[Collection entries]
— start —
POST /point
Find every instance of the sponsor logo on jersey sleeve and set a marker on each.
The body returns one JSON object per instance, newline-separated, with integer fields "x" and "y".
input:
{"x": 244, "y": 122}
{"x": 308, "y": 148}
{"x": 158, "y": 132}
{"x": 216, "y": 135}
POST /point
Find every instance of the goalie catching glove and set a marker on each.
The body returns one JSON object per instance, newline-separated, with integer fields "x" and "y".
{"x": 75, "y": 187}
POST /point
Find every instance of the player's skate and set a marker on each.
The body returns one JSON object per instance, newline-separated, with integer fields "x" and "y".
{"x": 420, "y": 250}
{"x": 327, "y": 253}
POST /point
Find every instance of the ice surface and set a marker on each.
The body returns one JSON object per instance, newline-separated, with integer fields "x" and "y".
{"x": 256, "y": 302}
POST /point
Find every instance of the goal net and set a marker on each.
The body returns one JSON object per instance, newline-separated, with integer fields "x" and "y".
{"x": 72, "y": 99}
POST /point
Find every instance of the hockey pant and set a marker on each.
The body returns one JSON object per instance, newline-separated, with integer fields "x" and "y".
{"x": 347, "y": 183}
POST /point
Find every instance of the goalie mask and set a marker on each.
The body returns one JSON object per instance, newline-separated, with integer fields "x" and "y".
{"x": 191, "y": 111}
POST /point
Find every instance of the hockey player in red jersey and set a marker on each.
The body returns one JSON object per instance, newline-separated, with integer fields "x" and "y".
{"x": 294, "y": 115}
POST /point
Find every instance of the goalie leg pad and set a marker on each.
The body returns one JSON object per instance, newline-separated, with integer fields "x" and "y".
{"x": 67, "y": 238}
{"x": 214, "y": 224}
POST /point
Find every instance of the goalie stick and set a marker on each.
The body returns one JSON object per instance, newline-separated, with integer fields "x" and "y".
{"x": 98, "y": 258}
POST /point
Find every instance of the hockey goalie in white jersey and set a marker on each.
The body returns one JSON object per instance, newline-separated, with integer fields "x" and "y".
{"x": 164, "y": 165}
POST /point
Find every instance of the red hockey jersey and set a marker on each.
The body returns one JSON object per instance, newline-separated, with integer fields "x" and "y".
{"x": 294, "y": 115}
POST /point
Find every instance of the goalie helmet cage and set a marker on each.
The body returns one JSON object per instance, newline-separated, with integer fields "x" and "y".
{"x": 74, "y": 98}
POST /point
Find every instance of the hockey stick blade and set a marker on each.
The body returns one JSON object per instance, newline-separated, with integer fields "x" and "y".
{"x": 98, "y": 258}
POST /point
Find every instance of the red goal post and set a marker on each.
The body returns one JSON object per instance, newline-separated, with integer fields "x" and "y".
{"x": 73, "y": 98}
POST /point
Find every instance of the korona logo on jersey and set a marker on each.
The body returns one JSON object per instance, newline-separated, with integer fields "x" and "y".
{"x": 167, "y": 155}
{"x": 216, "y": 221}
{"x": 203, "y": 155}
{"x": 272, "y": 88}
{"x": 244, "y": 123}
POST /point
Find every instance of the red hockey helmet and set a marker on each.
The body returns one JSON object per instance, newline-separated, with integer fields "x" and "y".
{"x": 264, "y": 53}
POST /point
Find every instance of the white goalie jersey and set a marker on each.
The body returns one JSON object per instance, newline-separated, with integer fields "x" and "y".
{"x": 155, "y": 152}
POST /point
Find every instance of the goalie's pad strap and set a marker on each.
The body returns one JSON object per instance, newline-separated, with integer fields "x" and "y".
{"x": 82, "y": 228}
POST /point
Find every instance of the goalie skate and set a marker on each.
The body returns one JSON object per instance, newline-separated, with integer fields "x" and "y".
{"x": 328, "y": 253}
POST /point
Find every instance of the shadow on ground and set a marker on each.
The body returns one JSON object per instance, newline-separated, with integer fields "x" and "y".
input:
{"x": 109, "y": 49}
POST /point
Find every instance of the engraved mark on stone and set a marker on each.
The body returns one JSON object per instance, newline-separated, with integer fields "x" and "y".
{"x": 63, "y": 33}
— end —
**DO THIS**
Go through the records above and set each one down exactly, please.

**FULL SOLUTION**
POST /point
Find every instance of the sponsor logo on jersey sleeve and set a marker on each.
The body returns one JSON object per instance, newline-separated, with integer fields "x" and "y".
input:
{"x": 244, "y": 122}
{"x": 308, "y": 148}
{"x": 158, "y": 132}
{"x": 216, "y": 135}
POST /point
Find every instance of the goalie catching glove and set a marker on each.
The body returns one JSON object per instance, newline-separated, with integer fields "x" and "y".
{"x": 75, "y": 187}
POST /point
Find every instance of the player's skate and set a marker on each.
The body returns one JSON object per instance, newline-separated, with integer fields "x" and "y".
{"x": 420, "y": 250}
{"x": 327, "y": 253}
POST /point
Find every instance of the ice surface and set a marker on each.
The body returns one JSON object per instance, newline-separated, with integer fields "x" and "y".
{"x": 256, "y": 302}
POST /point
Find every instance of the goal net and set a marker on each.
The body returns one JSON object per instance, newline-separated, with integer fields "x" and "y".
{"x": 72, "y": 99}
POST /point
Find every instance of the hockey pant and set a marker on each.
The body returns one JSON object per instance, newline-separated, with integer fields "x" and "y".
{"x": 347, "y": 183}
POST /point
Find every instance of the goalie mask and set a marker on each.
The body returns one JSON object per instance, newline-separated, with integer fields "x" and "y".
{"x": 191, "y": 111}
POST /point
Find every instance of the hockey player in red jersey and set a marker on each.
The body returns one JSON object per instance, newline-separated, with integer fields "x" and "y".
{"x": 294, "y": 115}
POST /point
Find every instance of the goalie leg pad and set a marker on each.
The body returns one JSON object per instance, newline-separated, with integer fields "x" and "y".
{"x": 67, "y": 238}
{"x": 214, "y": 224}
POST /point
Find every instance of the goalie stick and set a marker on each.
The body returns one JSON object per instance, newline-separated, with integer fields "x" and "y".
{"x": 98, "y": 258}
POST /point
Find every instance of the hockey goalie in white jersey and set a marker on each.
The body returns one JSON object per instance, newline-separated, with integer fields "x" and "y".
{"x": 164, "y": 165}
POST /point
Find every instance of the red hockey jersey and set a marker on each.
The body returns one JSON object per instance, newline-separated, with integer fields "x" and "y".
{"x": 294, "y": 115}
POST /point
Find every instance of the goalie helmet cage and set a marker on each.
The body returns one JSON object per instance, newline-separated, with integer fields "x" and "y".
{"x": 74, "y": 98}
POST /point
Find every instance of the hockey stick blade and set a marker on each.
The body returns one JSON object per instance, newline-separated, with integer fields "x" and "y".
{"x": 98, "y": 258}
POST /point
Find every instance of the red goal post and set a marker on each.
The body returns one JSON object per instance, newline-separated, with integer fields "x" and "y".
{"x": 73, "y": 98}
POST /point
Find every instance of the korona logo on jersey and set a marker on each.
The body returns one JSON object per instance, newline-separated, with integer fields "x" and "y".
{"x": 167, "y": 155}
{"x": 216, "y": 221}
{"x": 203, "y": 155}
{"x": 272, "y": 88}
{"x": 244, "y": 123}
POST /point
Find every instance of the red hockey helmet and set a marker on each.
The body returns one JSON object per instance, newline-separated, with integer fields "x" and "y".
{"x": 264, "y": 53}
POST /point
Find every instance of the white goalie jersey and set a marker on each.
The body returns one JSON object per instance, newline-separated, with integer fields "x" and "y".
{"x": 155, "y": 152}
POST /point
Find every instance of the goalie's pad strap and set a marker on each.
The body returns one JSON object per instance, newline-separated, with integer fields "x" and "y".
{"x": 82, "y": 228}
POST /point
Find every instance of the goalie skate and set a marker on each.
The body returns one JSON object per instance, newline-separated, with integer fields "x" and "y".
{"x": 328, "y": 253}
POST /point
Find every instance of the shadow on ground and set a marker on each.
The body returns one JSON object per instance, newline-separated, with integer fields "x" and "y".
input:
{"x": 109, "y": 49}
POST /point
Find every instance of the engraved mark on stone and set a marker on each.
The body returns one JSON object per instance, newline-separated, with integer fields "x" and "y".
{"x": 63, "y": 33}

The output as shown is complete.